■ **SELECTED EXCERPT**:
*** Begin section ***
You can't improve what you can't measure, and most candidates have only the foggiest idea what interviewers are actually grading. They obsess over getting "the right answer" — but interviewers rarely have one in mind. They're filling in a scorecard across a handful of dimensions, watching how you think far more than what you conclude. Once you can see the rubric the way they do, every mock becomes a diagnosis: not "did I pass?" but "which dimension cost me, and how do I drill it?"

Knowing the scoring turns vague anxiety ("was that good?") into a targeted improvement loop.

Framework

What interviewers score (and what a mock report mirrors):

  • Structuring. Is your breakdown MECE, tailored, and prioritized — or generic and leaky?
  • Analytical & quantitative rigor. Clean math, correct exhibit reads, no order-of-magnitude slips, sanity checks.
  • Business judgment. Do your conclusions make real-world sense? Do you weigh risks and trade-offs?
  • Communication. Top-down (answer first), easy to follow, confident, concise.

These roll up into a verdict — advance / borderline / no — plus notes on your strongest and weakest moments. Use those notes to target the next rep.

Worked Example

After a mock, a candidate sees their report: structuring 4/5 (tailored, well-prioritized), communication 4/5 (clear and top-down), but quant 2/5 — two arithmetic slips and a missed sanity check — and judgment 3/5 (recommendation ignored a key risk). Verdict: borderline. The lesson isn't "I failed"; it's "my structure and delivery are interview-ready, but I'm losing points on math execution and risk-awareness." Their next three mocks now focus on calculating cleanly under pressure and always naming risks. That's the rubric working as a training tool.

Pitfalls

  • Fixating on the "final answer" while the score lives in structure, math, judgment, and communication.
  • Walking away from a mock with only a gut feeling instead of a dimension-level diagnosis.
  • Ignoring communication — being right in your head doesn't score if the interviewer can't follow you.
*** End section ***
■ **WHAT YOU NEED TO DO**:
Translate this sentence from the passage on interview scoring into French: "They're filling in a scorecard across a handful of dimensions, watching how you think far more than what you conclude." The records that follow have no connection to the passage on interview scoring.

■ **EXTRACTED ENTRIES**:
*** Begin section ***
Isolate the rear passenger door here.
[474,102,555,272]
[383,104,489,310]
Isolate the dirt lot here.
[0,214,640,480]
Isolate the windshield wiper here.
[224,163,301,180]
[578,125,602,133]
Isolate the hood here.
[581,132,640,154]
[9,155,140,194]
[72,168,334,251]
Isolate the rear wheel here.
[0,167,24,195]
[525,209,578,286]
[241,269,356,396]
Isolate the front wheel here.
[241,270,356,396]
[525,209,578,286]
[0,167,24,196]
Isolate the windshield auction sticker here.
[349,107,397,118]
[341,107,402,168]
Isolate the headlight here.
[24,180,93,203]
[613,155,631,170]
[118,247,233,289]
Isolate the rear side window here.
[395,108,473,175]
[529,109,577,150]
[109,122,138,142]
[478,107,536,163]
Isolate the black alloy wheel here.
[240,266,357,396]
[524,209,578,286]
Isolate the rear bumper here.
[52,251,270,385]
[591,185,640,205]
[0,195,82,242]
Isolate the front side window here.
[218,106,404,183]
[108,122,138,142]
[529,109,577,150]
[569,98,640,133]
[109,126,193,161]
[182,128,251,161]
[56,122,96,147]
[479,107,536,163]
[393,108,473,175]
*** End section ***
■ **OUTPUT OF THE EXERCISE**:
Ils remplissent une grille d'évaluation selon quelques critères, en observant bien davantage votre façon de raisonner que vos conclusions.